> [What you are asked to do] Rewrite the listing from the line with "Subject = high-rise tower" up to and including the line with "xmin=171 ymin=171 xmax=456 ymax=264", changing "calm" to "still" and keeping everything else the same.

> [Given information]

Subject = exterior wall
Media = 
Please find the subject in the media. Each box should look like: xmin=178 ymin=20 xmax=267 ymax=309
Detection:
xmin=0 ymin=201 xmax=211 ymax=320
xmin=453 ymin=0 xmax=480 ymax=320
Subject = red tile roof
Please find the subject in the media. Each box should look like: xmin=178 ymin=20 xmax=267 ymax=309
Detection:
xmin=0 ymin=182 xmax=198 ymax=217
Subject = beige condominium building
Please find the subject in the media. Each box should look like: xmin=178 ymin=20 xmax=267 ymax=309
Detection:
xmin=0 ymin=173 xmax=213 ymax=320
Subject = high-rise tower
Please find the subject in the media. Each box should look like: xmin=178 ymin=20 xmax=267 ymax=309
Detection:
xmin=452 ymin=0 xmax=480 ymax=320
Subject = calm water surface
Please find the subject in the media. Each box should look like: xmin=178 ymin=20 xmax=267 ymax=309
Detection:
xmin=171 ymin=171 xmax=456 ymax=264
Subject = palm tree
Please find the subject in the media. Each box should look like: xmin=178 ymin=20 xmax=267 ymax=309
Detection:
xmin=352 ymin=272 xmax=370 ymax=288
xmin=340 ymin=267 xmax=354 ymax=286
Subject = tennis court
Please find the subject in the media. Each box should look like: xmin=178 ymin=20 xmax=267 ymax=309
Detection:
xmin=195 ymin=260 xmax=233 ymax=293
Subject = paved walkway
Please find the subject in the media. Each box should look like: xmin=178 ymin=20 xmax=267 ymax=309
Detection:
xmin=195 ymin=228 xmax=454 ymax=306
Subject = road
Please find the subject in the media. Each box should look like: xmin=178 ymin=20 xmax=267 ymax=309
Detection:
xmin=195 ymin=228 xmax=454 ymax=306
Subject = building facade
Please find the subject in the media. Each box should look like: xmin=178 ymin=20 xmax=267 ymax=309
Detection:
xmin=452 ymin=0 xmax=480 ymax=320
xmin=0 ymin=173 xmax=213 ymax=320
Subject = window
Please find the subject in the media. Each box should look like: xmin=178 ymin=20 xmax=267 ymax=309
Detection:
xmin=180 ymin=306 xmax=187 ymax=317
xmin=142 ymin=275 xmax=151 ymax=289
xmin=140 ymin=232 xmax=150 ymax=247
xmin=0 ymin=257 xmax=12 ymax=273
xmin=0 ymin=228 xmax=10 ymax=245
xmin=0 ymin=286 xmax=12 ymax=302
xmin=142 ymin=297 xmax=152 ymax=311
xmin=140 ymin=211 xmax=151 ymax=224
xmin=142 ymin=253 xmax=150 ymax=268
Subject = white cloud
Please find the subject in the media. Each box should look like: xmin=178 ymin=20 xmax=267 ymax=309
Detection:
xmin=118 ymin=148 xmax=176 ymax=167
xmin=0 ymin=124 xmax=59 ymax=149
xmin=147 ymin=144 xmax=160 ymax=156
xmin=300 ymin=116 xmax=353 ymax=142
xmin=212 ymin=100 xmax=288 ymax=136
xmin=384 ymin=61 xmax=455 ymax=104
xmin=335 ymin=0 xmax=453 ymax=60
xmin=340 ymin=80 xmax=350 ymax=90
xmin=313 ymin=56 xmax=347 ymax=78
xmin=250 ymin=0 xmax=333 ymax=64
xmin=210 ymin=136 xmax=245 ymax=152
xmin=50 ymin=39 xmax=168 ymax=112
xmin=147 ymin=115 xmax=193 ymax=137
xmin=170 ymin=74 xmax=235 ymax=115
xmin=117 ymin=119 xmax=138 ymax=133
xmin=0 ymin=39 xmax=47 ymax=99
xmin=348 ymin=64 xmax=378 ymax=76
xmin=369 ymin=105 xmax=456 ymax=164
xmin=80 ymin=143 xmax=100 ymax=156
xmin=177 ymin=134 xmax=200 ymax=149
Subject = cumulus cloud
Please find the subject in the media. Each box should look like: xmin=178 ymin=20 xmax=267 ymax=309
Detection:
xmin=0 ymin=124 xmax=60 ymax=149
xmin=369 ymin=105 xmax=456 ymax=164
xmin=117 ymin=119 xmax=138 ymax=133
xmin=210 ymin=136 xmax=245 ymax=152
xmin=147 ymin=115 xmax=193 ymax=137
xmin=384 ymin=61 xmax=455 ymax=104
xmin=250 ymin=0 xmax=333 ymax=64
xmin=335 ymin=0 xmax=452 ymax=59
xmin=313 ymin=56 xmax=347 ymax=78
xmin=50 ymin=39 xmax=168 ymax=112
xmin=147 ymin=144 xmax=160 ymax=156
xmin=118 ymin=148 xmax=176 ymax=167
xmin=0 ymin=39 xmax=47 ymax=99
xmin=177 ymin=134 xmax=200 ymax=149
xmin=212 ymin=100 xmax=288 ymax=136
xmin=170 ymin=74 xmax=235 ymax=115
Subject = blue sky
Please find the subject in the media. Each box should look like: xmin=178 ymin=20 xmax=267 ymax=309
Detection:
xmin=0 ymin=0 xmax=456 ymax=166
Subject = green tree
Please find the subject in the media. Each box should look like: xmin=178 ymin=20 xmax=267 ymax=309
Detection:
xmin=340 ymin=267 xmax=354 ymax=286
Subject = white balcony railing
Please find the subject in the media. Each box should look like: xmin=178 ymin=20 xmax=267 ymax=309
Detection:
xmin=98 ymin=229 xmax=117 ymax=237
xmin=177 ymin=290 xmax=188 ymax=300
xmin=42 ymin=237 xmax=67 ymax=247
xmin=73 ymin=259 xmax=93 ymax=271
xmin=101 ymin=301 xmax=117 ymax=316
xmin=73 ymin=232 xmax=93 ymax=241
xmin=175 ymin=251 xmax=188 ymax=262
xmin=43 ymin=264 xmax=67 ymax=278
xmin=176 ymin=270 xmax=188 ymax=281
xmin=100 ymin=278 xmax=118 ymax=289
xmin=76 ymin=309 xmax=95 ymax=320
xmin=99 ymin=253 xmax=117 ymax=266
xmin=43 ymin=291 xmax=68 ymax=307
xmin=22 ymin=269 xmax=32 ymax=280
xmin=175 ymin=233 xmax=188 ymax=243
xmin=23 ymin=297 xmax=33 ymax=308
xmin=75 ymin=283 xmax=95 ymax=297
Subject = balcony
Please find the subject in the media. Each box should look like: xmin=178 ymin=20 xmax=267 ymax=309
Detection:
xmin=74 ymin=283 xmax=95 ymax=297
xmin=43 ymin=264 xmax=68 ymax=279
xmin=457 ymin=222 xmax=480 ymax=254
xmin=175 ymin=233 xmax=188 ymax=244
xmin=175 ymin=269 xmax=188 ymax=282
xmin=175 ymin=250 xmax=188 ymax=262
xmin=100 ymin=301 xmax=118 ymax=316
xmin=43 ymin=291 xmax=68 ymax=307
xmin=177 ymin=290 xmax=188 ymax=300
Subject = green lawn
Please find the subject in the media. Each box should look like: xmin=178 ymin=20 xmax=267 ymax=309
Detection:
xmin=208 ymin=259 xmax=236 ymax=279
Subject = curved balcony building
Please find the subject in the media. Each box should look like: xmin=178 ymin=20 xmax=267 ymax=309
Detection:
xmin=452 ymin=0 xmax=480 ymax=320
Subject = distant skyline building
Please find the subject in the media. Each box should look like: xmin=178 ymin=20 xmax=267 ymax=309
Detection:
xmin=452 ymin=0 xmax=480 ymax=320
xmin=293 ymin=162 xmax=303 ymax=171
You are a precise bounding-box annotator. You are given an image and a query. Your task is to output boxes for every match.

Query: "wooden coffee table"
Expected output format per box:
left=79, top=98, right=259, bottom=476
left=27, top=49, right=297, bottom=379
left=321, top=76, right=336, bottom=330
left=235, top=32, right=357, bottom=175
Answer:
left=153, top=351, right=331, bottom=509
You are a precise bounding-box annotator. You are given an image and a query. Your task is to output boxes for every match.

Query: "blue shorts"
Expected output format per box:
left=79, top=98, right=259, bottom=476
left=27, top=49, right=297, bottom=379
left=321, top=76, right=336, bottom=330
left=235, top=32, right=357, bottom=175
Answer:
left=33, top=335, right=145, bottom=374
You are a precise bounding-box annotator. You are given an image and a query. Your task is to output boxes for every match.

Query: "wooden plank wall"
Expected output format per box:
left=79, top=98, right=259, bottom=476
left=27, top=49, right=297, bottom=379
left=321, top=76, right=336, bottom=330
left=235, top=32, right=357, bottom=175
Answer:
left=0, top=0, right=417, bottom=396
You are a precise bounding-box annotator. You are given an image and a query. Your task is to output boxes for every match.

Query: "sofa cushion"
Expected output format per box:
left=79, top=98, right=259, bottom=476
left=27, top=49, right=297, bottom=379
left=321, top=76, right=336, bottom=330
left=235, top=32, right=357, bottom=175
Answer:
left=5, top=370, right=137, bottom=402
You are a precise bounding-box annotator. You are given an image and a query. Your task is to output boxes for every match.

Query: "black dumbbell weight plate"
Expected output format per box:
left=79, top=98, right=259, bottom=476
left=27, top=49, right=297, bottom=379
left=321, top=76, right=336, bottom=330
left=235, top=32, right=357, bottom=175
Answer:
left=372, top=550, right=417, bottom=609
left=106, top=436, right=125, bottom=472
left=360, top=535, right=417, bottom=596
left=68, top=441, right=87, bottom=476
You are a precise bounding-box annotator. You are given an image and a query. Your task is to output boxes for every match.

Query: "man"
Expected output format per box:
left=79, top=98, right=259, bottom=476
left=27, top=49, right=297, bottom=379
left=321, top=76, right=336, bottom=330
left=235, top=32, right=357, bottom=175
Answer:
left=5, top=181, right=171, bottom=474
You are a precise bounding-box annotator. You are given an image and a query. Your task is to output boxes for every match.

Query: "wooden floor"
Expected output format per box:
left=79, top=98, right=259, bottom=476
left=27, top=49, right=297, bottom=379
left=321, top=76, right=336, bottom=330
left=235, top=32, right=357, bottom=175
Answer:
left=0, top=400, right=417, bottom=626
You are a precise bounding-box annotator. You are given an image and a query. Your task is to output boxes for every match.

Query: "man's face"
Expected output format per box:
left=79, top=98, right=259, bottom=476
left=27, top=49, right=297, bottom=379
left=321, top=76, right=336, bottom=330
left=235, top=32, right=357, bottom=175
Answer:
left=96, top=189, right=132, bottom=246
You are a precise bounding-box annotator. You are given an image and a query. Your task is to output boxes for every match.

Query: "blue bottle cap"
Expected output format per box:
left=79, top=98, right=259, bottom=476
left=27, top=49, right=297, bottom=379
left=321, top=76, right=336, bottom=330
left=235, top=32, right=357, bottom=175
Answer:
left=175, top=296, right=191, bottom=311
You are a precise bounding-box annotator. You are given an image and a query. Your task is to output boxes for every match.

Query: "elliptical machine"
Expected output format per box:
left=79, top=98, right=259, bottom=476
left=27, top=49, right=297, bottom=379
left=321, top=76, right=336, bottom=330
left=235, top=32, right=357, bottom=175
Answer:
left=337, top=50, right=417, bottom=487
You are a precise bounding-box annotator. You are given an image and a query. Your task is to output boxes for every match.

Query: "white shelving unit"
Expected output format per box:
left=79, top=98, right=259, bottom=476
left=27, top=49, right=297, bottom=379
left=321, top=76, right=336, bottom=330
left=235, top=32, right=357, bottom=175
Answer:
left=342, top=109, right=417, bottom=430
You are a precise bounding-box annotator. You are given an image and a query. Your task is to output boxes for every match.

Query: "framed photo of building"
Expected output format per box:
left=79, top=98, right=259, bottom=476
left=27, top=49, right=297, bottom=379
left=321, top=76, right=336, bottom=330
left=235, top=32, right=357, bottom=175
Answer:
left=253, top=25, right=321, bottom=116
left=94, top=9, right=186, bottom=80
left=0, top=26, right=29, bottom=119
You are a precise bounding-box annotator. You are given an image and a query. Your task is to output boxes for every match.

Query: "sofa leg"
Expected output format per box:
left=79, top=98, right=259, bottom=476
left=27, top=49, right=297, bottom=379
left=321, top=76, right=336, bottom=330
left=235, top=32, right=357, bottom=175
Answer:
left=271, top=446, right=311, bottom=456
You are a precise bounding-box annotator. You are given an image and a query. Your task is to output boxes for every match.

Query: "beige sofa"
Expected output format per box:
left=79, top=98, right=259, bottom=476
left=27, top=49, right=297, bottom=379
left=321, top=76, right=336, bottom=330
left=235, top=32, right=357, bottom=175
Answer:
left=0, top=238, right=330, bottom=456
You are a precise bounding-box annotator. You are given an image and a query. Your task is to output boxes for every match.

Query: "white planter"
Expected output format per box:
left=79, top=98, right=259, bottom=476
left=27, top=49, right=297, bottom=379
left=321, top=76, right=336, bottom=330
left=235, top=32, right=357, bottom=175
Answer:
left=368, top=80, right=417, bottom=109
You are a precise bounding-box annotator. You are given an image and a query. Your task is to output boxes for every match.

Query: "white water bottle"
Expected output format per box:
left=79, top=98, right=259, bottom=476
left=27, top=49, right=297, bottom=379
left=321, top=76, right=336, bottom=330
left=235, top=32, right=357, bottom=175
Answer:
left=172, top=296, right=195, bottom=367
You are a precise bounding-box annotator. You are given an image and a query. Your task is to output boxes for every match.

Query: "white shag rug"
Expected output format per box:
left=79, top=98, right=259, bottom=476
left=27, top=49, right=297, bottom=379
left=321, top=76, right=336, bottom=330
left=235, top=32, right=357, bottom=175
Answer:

> [Finished answer]
Subject = high-rise tower
Please find the subject in the media. Each box should look like: xmin=178 ymin=20 xmax=267 ymax=309
Detection:
xmin=452 ymin=0 xmax=480 ymax=320
Subject = still water surface
Please find the subject in the media. Each box should look like: xmin=178 ymin=20 xmax=267 ymax=309
Detection:
xmin=171 ymin=171 xmax=456 ymax=264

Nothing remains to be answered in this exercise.